Put each line of the listing below into a JSON array of strings, one string per line, with the blank lines left out.
---
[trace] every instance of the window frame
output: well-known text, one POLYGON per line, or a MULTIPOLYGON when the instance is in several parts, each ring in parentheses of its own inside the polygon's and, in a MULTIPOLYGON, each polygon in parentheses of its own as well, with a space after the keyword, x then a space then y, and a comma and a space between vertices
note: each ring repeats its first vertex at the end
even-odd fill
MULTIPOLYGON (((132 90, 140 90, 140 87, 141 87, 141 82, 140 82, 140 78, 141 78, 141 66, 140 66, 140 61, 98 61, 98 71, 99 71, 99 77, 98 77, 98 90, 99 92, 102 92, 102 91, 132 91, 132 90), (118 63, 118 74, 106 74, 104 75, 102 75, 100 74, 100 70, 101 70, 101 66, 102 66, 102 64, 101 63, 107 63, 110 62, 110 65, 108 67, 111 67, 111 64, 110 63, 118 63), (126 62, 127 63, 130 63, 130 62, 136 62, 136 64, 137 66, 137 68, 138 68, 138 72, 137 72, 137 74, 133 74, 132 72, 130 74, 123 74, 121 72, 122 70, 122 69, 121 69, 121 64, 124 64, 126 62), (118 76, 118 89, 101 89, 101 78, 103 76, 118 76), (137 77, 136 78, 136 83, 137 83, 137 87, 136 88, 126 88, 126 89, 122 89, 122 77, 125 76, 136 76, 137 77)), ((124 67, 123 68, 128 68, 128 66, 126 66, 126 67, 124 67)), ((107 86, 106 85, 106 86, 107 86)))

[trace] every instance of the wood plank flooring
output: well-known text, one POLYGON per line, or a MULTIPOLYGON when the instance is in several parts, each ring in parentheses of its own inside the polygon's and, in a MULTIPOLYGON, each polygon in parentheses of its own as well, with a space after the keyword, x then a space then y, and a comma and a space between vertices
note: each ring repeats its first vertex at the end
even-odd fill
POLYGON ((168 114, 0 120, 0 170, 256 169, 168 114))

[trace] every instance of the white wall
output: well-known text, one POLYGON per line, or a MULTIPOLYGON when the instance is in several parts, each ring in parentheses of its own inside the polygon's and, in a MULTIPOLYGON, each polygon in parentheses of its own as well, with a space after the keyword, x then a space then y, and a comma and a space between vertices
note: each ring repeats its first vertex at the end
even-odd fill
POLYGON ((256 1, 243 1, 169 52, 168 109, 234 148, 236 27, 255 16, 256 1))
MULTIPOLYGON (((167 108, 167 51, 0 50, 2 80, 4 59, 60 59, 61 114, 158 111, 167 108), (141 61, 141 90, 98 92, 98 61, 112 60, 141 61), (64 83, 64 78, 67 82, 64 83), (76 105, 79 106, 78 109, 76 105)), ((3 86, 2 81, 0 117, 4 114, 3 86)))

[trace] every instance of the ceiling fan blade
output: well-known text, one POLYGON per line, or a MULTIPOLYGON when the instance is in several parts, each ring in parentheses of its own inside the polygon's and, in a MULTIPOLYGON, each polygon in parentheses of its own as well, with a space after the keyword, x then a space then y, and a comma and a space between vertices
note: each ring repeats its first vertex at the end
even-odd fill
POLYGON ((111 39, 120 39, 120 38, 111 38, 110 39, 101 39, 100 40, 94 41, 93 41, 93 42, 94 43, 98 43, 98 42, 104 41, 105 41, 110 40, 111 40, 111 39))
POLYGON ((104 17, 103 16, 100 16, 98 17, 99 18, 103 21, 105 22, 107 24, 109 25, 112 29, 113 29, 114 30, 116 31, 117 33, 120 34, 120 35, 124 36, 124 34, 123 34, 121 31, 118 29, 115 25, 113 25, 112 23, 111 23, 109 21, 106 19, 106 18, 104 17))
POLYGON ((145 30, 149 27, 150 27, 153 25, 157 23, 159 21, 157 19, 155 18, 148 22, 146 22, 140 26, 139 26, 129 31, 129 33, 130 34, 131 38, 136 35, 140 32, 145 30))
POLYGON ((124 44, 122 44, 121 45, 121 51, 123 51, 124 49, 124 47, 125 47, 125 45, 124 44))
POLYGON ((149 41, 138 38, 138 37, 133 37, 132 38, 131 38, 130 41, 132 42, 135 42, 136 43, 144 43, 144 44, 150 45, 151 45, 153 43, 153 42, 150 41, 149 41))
---
- [Solution below]
[
  "[trace] every instance of the window frame",
  "output: well-known text, one POLYGON per line, or a MULTIPOLYGON when the instance is in several parts, each ring in parentheses of its own inside the polygon's and, in a MULTIPOLYGON, each polygon in parentheses of its own as well, with a space after the keyword, x then a space then y, and a comma and a space between vertices",
  "note: each ring repeats its first vertex at the end",
  "even-odd fill",
  "MULTIPOLYGON (((132 90, 140 90, 140 87, 141 87, 141 82, 140 82, 140 78, 141 78, 141 66, 140 66, 140 61, 98 61, 98 71, 99 71, 99 77, 98 77, 98 90, 99 92, 102 92, 102 91, 132 91, 132 90), (118 63, 118 74, 106 74, 104 75, 102 75, 100 74, 100 70, 101 70, 101 66, 102 66, 102 64, 101 63, 107 63, 110 62, 110 65, 108 67, 111 67, 111 64, 110 63, 118 63), (126 62, 127 63, 130 63, 130 62, 136 62, 136 64, 137 66, 137 68, 138 68, 138 72, 137 72, 137 74, 133 74, 132 72, 130 74, 123 74, 121 72, 122 70, 122 69, 121 69, 121 64, 124 64, 126 62), (118 76, 118 89, 101 89, 101 78, 103 76, 118 76), (137 77, 136 78, 136 83, 137 83, 137 87, 136 88, 126 88, 126 89, 122 89, 122 77, 125 76, 136 76, 137 77)), ((124 67, 123 68, 128 68, 128 66, 126 66, 126 67, 124 67)), ((107 86, 106 85, 106 86, 107 86)))",
  "[trace] every instance of the wood plank flooring",
  "output: well-known text, one POLYGON per line, or a MULTIPOLYGON when the instance is in several parts, each ring in parentheses of its own inside the polygon's and, in a MULTIPOLYGON, each polygon in parentheses of its own as well, with a space after the keyword, x then a space then y, and a comma and a space between vertices",
  "note: each ring repeats its first vertex at the end",
  "even-odd fill",
  "POLYGON ((168 114, 0 120, 0 170, 256 169, 168 114))",
  "[trace] every instance of the white wall",
  "output: well-known text, one POLYGON per line, or a MULTIPOLYGON when the instance is in several parts, each ring in parentheses of its own inside the polygon's and, in a MULTIPOLYGON, each polygon in parentheses of its own as well, with a space after the keyword, x then a space then y, and a comma and a space between vertices",
  "note: each ring repeats its first vertex at the end",
  "even-odd fill",
  "POLYGON ((256 1, 243 1, 169 52, 168 109, 234 148, 236 27, 255 16, 256 1))",
  "MULTIPOLYGON (((167 108, 167 51, 0 50, 2 80, 4 59, 60 59, 61 114, 158 111, 167 108), (141 61, 141 90, 98 92, 98 61, 112 60, 141 61), (64 83, 64 78, 67 82, 64 83), (76 105, 79 106, 78 109, 76 105)), ((3 86, 2 81, 0 117, 4 114, 3 86)))",
  "[trace] every instance of the ceiling fan blade",
  "output: well-known text, one POLYGON per line, or a MULTIPOLYGON when the instance is in several parts, each ring in parentheses of its own inside the polygon's and, in a MULTIPOLYGON, each polygon in parentheses of its own as well, with a space after the keyword, x then a space then y, and a comma and a space between vertices",
  "note: each ring repeats its first vertex at the end",
  "even-odd fill",
  "POLYGON ((111 39, 120 39, 120 38, 111 38, 110 39, 101 39, 100 40, 94 41, 93 41, 93 42, 94 43, 98 43, 98 42, 104 41, 105 41, 110 40, 111 40, 111 39))",
  "POLYGON ((104 17, 103 16, 100 16, 98 17, 99 18, 103 21, 105 22, 107 24, 109 25, 112 29, 113 29, 114 30, 116 31, 117 33, 120 34, 120 35, 124 36, 124 34, 123 34, 121 31, 118 29, 115 25, 113 25, 112 23, 111 23, 109 21, 106 19, 106 18, 104 17))",
  "POLYGON ((145 30, 149 27, 150 27, 153 25, 157 23, 159 21, 157 19, 155 18, 148 22, 146 22, 140 26, 139 26, 129 31, 129 33, 130 34, 131 38, 136 35, 140 32, 145 30))",
  "POLYGON ((124 44, 122 44, 121 45, 121 51, 123 51, 124 49, 124 47, 125 47, 125 45, 124 44))",
  "POLYGON ((149 41, 138 38, 138 37, 133 37, 132 38, 131 38, 130 41, 132 42, 135 42, 136 43, 144 43, 144 44, 150 45, 151 45, 153 43, 153 42, 150 41, 149 41))"
]